Start of PROVIDED DATA

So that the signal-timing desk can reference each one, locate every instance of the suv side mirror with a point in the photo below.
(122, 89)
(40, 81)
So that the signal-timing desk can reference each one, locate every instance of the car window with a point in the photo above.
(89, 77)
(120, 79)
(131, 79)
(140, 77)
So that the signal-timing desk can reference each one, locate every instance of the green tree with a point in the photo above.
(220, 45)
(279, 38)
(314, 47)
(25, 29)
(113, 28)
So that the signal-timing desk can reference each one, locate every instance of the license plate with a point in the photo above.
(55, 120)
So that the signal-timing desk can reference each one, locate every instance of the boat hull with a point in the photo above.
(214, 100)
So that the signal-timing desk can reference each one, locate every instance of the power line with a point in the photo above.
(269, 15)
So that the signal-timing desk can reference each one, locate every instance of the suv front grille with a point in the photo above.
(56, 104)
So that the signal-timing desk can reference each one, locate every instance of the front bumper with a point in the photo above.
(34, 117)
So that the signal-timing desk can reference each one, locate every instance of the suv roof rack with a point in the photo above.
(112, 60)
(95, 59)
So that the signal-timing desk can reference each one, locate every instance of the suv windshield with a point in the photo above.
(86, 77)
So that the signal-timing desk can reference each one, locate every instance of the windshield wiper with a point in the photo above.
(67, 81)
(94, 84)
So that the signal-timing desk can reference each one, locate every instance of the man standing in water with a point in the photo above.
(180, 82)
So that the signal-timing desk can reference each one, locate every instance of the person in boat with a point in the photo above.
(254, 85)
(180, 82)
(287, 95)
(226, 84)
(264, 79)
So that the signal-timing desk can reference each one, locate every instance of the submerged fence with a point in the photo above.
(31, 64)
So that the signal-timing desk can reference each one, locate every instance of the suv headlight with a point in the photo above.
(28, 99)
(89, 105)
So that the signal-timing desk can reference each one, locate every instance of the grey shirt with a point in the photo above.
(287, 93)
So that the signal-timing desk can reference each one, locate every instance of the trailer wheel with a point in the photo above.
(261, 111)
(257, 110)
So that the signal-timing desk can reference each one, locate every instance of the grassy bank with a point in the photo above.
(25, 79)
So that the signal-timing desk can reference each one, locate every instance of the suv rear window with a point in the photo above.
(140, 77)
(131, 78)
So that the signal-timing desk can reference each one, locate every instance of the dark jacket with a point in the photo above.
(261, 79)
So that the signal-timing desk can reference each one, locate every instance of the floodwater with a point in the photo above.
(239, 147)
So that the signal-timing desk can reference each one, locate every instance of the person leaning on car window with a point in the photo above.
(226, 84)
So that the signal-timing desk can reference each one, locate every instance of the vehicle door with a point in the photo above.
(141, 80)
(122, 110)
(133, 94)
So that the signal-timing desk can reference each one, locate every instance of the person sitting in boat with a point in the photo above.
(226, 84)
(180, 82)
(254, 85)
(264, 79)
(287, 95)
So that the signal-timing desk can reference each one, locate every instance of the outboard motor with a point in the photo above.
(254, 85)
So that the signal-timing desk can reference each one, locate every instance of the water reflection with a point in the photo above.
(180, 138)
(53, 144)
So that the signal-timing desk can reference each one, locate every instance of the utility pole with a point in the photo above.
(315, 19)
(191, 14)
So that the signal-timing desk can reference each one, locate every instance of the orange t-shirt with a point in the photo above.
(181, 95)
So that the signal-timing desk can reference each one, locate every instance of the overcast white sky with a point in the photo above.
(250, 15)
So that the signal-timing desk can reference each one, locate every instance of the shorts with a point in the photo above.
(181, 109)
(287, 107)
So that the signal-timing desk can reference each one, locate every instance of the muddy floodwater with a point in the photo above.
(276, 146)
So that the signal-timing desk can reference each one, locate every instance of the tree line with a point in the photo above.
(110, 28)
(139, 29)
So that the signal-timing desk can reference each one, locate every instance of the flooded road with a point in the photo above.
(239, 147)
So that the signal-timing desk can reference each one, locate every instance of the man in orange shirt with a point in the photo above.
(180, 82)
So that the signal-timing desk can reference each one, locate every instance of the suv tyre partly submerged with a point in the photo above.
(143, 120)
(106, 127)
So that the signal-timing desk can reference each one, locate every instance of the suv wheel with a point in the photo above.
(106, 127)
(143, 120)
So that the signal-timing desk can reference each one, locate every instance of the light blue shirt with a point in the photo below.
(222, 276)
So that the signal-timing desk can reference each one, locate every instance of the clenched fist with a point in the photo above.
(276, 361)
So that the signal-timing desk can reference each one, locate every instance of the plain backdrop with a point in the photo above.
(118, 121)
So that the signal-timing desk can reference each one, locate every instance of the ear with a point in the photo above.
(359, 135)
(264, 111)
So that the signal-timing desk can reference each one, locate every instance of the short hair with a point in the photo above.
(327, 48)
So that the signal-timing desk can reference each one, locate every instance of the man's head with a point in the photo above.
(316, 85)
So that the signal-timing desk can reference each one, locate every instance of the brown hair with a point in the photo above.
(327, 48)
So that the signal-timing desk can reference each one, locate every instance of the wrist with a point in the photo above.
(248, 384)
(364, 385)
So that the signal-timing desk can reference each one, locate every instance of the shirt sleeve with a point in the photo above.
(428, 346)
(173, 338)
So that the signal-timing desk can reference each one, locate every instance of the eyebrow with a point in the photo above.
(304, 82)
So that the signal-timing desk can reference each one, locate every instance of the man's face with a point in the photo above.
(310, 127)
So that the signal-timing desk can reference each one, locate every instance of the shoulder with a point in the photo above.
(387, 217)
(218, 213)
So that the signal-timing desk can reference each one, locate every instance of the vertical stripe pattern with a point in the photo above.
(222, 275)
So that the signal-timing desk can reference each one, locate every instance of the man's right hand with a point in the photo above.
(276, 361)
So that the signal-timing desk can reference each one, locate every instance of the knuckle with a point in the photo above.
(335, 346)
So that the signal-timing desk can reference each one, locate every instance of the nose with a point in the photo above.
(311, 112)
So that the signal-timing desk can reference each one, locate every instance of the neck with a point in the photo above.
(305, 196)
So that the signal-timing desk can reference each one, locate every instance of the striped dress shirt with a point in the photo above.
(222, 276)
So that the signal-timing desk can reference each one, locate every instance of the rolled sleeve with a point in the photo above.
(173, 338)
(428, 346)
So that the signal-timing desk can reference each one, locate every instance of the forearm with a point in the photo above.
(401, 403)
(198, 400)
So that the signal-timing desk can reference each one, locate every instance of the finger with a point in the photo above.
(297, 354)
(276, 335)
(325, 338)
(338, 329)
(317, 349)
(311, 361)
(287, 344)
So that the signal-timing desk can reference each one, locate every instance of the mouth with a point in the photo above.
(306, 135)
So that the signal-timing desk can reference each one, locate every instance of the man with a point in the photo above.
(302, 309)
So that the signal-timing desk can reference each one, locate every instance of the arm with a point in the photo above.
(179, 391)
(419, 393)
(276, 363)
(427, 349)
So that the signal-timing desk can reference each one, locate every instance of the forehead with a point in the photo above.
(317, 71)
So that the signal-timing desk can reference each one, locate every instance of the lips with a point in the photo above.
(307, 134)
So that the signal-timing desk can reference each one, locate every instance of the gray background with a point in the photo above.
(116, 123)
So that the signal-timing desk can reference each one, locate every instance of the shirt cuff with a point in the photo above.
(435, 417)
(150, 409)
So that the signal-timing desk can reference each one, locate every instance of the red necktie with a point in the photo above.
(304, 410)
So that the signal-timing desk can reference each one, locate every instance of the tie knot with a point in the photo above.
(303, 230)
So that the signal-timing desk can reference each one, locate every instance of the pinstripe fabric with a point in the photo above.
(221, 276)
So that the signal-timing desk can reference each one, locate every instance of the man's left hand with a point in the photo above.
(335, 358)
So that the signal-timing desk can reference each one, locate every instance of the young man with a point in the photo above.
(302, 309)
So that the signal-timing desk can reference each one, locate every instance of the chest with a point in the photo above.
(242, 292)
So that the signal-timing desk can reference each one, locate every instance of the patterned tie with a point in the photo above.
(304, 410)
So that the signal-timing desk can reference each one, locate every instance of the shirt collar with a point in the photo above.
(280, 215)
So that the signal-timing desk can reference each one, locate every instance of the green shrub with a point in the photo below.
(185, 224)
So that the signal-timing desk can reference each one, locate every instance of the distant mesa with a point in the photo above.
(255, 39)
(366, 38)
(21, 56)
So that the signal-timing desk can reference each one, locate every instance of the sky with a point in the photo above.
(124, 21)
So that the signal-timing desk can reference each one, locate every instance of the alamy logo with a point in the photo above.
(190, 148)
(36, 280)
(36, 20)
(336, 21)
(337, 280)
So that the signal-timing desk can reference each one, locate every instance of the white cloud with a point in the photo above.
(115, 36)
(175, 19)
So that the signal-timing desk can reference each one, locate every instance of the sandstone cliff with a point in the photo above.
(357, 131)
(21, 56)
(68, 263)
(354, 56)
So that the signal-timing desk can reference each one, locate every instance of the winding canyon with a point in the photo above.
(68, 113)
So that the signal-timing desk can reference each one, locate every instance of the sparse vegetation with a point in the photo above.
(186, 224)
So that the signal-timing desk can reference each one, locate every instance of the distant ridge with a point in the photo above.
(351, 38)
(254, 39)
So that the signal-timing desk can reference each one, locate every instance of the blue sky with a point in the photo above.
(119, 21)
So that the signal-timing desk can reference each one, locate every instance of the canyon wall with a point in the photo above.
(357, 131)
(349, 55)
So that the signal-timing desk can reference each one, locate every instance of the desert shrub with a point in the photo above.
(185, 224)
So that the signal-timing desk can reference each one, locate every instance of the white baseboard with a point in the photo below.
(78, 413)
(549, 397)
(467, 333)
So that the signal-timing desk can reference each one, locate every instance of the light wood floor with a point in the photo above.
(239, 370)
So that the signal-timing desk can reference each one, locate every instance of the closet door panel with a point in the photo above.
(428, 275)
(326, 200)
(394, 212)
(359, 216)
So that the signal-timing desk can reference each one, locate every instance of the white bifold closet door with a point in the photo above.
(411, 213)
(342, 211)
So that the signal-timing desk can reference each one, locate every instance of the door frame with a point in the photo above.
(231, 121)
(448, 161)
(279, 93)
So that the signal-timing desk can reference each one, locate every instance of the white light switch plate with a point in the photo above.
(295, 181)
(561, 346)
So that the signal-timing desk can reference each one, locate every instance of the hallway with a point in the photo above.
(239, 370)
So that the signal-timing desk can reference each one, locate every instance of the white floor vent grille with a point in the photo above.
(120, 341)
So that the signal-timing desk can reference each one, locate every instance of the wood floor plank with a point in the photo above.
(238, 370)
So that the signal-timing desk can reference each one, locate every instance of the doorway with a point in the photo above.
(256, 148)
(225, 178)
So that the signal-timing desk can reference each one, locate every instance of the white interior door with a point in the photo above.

End of PROVIDED DATA

> _PROBLEM TO WORK ON_
Please extract exactly, and only, the lines from the line containing "hallway with a point in the photo above." through the last line of the records.

> _WRITTEN SOLUTION_
So that the signal-timing desk can reference each one, locate every instance of the hallway with a point in the photo above.
(239, 370)
So that the signal-timing desk can reference each one, locate every instance of the white floor vent grille with a point in the photo above.
(120, 341)
So that the signal-timing desk can reference each one, locate every instance of the wood floor plank with a point in the photo above.
(238, 370)
So that the signal-timing desk can reference each one, locate every instance of the doorway with a point in the photo above.
(256, 148)
(225, 178)
So that the signal-timing desk can reference each one, locate every instance of the white interior door with a point in the photo above.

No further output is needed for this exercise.